**To be done:**
Will you quote all of the entries, word for word?

Pointing dataset records
· · · ·

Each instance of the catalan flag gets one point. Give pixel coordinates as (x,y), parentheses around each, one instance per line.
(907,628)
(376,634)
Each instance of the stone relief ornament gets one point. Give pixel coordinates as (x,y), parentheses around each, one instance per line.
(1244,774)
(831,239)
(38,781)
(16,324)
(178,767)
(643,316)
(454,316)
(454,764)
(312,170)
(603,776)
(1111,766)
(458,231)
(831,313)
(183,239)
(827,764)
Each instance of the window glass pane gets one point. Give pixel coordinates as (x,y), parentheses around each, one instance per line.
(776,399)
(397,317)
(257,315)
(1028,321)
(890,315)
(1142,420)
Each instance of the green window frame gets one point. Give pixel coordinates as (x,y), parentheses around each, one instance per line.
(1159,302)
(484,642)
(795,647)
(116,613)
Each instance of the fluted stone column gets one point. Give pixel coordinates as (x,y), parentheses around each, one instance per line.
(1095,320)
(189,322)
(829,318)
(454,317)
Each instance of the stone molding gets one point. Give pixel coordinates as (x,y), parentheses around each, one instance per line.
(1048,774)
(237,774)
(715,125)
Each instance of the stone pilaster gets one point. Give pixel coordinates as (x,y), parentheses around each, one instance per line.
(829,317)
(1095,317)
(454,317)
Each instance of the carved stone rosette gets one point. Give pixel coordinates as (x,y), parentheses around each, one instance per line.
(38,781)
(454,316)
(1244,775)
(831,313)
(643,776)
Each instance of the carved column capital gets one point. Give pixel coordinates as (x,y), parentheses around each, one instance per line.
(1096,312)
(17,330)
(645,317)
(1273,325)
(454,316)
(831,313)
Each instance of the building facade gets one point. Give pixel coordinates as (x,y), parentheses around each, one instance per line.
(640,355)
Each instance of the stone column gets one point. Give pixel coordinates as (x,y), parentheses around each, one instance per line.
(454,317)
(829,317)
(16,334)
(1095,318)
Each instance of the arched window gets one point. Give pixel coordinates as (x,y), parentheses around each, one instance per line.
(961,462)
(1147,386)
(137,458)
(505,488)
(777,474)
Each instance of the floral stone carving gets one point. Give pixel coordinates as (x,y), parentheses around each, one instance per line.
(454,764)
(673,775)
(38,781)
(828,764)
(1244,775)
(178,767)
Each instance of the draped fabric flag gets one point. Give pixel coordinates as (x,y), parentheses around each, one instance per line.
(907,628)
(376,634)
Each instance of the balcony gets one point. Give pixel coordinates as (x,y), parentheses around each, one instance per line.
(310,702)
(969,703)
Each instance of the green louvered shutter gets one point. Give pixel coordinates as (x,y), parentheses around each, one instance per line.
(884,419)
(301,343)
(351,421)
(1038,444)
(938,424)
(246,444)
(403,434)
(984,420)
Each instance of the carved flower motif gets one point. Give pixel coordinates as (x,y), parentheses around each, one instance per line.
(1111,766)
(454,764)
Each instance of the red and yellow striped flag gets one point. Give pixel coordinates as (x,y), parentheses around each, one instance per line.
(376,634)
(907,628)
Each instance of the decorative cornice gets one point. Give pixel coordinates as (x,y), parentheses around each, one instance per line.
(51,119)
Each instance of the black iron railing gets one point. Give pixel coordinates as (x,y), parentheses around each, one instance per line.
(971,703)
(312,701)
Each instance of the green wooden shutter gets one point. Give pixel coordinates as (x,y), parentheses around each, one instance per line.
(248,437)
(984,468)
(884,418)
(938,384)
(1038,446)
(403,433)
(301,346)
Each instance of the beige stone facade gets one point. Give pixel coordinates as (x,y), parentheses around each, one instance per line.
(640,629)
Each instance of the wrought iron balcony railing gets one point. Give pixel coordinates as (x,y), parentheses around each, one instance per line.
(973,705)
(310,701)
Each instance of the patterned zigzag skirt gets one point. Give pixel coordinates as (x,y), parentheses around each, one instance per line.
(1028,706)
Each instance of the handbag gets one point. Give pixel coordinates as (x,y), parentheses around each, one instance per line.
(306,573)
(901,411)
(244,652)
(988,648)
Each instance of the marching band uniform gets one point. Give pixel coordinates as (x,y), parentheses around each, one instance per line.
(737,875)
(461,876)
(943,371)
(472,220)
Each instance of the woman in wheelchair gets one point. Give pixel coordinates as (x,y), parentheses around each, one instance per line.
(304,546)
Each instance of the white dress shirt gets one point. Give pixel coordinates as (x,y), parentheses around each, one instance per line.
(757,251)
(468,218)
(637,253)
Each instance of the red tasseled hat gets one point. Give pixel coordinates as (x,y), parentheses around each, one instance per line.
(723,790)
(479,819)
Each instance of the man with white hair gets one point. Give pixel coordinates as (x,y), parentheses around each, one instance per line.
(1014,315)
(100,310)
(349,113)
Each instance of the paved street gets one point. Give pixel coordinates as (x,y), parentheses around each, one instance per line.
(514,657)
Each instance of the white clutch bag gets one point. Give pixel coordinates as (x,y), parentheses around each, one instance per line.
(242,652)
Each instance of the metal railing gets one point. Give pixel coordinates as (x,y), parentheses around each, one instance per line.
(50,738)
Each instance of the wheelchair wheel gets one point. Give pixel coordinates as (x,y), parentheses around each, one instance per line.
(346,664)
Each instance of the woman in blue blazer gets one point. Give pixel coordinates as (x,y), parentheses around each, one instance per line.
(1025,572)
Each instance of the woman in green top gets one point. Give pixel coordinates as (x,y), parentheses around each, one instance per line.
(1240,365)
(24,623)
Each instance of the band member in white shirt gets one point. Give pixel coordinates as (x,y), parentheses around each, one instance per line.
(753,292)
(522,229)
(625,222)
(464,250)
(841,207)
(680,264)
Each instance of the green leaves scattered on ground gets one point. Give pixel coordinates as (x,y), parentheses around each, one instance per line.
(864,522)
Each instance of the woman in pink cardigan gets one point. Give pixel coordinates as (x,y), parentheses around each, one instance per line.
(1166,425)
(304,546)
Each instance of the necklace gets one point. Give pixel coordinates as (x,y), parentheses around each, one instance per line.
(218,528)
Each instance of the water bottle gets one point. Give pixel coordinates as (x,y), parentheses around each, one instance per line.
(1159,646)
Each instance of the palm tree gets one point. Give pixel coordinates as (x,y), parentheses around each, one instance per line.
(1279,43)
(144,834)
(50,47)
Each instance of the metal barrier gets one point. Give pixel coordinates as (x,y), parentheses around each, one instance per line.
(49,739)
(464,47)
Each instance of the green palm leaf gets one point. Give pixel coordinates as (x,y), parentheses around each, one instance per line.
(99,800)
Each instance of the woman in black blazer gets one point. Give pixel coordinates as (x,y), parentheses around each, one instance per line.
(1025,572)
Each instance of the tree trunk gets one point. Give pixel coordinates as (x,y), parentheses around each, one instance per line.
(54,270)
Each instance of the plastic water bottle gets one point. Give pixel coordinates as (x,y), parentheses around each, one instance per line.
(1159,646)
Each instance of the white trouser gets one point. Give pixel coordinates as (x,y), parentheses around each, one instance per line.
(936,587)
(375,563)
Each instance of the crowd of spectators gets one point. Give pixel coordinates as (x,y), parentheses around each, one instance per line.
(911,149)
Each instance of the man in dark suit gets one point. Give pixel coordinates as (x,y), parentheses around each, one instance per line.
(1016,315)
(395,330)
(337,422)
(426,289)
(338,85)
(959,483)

· · · ·

**Response to this exercise:**
Each instance of the catalan flag gets one point. Give pixel coordinates as (x,y), parentheses around each, one instance per line.
(907,628)
(376,634)
Each instance of the stone relief ornament gets one point. Give pixel coordinates as (x,y), parentheses around each, one instance per line.
(1244,774)
(831,239)
(38,781)
(16,324)
(178,767)
(643,316)
(454,316)
(454,764)
(312,170)
(603,776)
(1111,766)
(458,231)
(831,313)
(183,239)
(827,764)
Each instance of the window glass pane gets one point. Give pixel coordinates as (x,y), parentheses around each, one instance per line.
(776,399)
(397,317)
(257,315)
(1028,321)
(890,315)
(1142,420)
Each instance of the green window frame gets one point. Give pixel coordinates as (x,y), parentheses around each, one instance per line.
(1159,302)
(484,642)
(795,647)
(116,613)
Each instance of the fluted stone column gets one point. Give pixel coordinates as (x,y), parentheses around each, one instance per line.
(1095,320)
(189,322)
(829,318)
(454,317)
Each instance of the stone molding gets one point. Give pixel coordinates as (x,y), parentheses around each, one instance per line.
(1048,774)
(237,774)
(715,125)
Each instance of the stone pilaster gets one point. Give pixel coordinates as (x,y), parentheses around each, one instance per line.
(829,317)
(1095,317)
(454,317)
Each instance of the carved stone rosette gets one point. Give pixel coordinates as (x,y), parentheses around each, one instance per line.
(38,781)
(454,316)
(1244,775)
(831,313)
(643,776)
Each instance of the carved column capital gets one point. Give pixel coordinates as (x,y), parentheses around each, one instance per line.
(1096,312)
(17,330)
(645,317)
(1273,325)
(454,316)
(831,313)
Each instance of the building facade gets one point. Give pixel coordinates as (x,y), parentheses around each, one instance per line.
(640,355)
Each instance of the stone column gets one point. Give pixel coordinates as (x,y), parentheses around each, one instance per line.
(454,317)
(829,317)
(16,334)
(1095,318)
Each instance of the arched window gets one point. Give pixel coordinates as (x,y), parentheses around each, one instance per line.
(961,462)
(1147,386)
(137,458)
(505,488)
(777,474)
Each instance of the floral stone carving gets one point. Give pixel coordinates as (x,y), parentheses around each, one instance per line.
(454,764)
(673,775)
(38,781)
(828,764)
(1244,775)
(178,767)
Each instance of the draped fabric flag gets one point. Give pixel coordinates as (x,y), parentheses around each, one instance per line.
(907,628)
(376,634)
Each instance of the balcony gets one point. Give pixel coordinates as (x,y), parentheses around each, one instance per line.
(310,702)
(969,703)
Each instance of the green louvered shutter gets one point. Give pixel coordinates as (x,y), parentheses around each, one instance per line.
(884,419)
(301,343)
(351,421)
(1038,444)
(938,424)
(246,444)
(403,434)
(984,420)
Each instance of the carved flower motif gets one point. Give pixel coordinates as (x,y), parentheses around each, one instance per line.
(1111,766)
(454,764)
Each instance of the red and yellow striped flag gets one point. Give pixel coordinates as (x,y), parentheses around each, one instance per line.
(376,634)
(907,628)
Each instance of the decorative cornice gets one point. Give pixel coordinates as (x,y), parentheses around each, one instance per line.
(51,119)
Each instance of the black iron railing gets one point. Give pixel coordinates as (x,y), parentheses around each, one instance per line.
(971,703)
(312,701)
Each instance of the green wooden shutter gets one point. Give pixel coordinates as (x,y), parentheses around each, one instance per line.
(248,437)
(984,468)
(884,418)
(938,384)
(1038,446)
(403,433)
(301,346)
Each instance of the beige stone facade gets one point. Give pixel coordinates as (x,y), parentheses around each, one instance per line.
(640,629)
Each instance of the wrought iron balcony railing gets one point. Give pixel coordinates as (x,y), parentheses around each, one instance per line.
(973,705)
(310,701)
Each instance of the patterned zigzag skirt gets one point. Give pixel coordinates as (x,y), parentheses around each, one instance per line.
(1028,706)
Each instance of the handbag gets one point. Give pixel coordinates as (x,y), parentheses around each, one instance per line.
(306,573)
(901,411)
(244,652)
(988,648)
Each instance of the marching band uniform gets one point. Give pixel coordinates as (x,y), parentheses around each, one instance per line.
(737,875)
(461,876)
(943,371)
(472,220)
Each instance of the woman in wheelchair gets one point. Give pixel coordinates as (x,y), parentheses around each, one instance per line.
(304,546)
Each instance of the white dress shirt gets one point. Give pixel coordinates as (x,y), parentheses around each, one instance per line.
(757,251)
(468,218)
(637,253)
Each instance of the red tasseled hat gets one point. Give pixel coordinates as (x,y), parentheses around each, one instance per line.
(723,790)
(479,819)
Each instance of the man with white hair gets one point. Give pixel coordinates as (x,y), parentheses around each, one instance per line.
(1014,315)
(100,310)
(349,113)
Each instance of the paved street gets one point. Give pixel coordinates as (x,y), parentheses around each, one instance per line.
(514,657)
Each instance of the white clutch bag gets one point. Give pixel coordinates as (x,y), parentheses around each, one instance per line.
(242,652)
Each instance of the metal railing gets one point. Give pixel coordinates as (x,y), parentheses around each, one instance per line.
(50,738)
Each instance of the wheelchair wheel gets one point. Give pixel coordinates as (x,y), parentheses around each, one instance per line.
(346,664)
Each instance of the woman in blue blazer gets one point. Give pixel coordinates as (x,y), parentheses around each, one instance per line.
(1025,572)
Each instance of the woman in green top gets one point. Give pixel coordinates as (x,y), parentheses around each, one instance per line.
(1240,365)
(24,623)
Each instance of the band member in white shirt gets one point. Give pixel coordinates as (x,y), parentheses around each, one instance per line.
(753,292)
(522,229)
(625,222)
(464,250)
(841,207)
(680,264)
Each instance of the green leaves scattered on ground gets one point. Give pixel coordinates as (x,y), parentheses around each, one instance per line.
(864,522)
Each instance of the woman in pink cardigan gets one point. Give pixel coordinates as (x,y), parentheses around each, one instance per line.
(1166,425)
(304,546)
Each instance of the necklace gets one point. Give pixel coordinates as (x,y), parentheses around each, one instance per line.
(218,528)
Each instance of the water bottle gets one point. Give pixel coordinates as (x,y), parentheses around each, one instance per line.
(1159,646)
Each instance of the palm tree gets one point. Give pixel coordinates as (x,y), parentheses around each, one instance per line.
(1279,43)
(144,834)
(50,47)
Each instance of the metal barrier gets one point. Give pixel coordinates as (x,y), parentheses around each, one instance per line.
(49,739)
(464,47)
Each instance of the green palm leaf gets one point. Give pixel coordinates as (x,y), parentheses around each, one instance per line.
(99,800)
Each instance of the woman in black blazer gets one point. Give pixel coordinates as (x,y), parentheses around each, one instance per line.
(1025,572)
Each instance of the tree trunk gets one point. Give pixel coordinates as (x,y), parentheses around each, one instance per line.
(54,270)
Each instance of the plastic water bottle gets one point. Give pixel coordinates as (x,y), parentheses around each, one instance per line.
(1159,646)
Each instance of the white trouser gets one point. Give pixel coordinates as (x,y), parentheses around each, one instance per line.
(936,587)
(375,563)
Each instance of the crowd of spectators gets one point. Give pixel coordinates as (x,y), parentheses around each, one instance per line.
(911,149)
Each instance of the man in dark suit gets one point. Give pixel coordinates as (x,y), parentheses around each, one instance per line.
(1016,315)
(395,330)
(337,422)
(426,289)
(338,85)
(959,483)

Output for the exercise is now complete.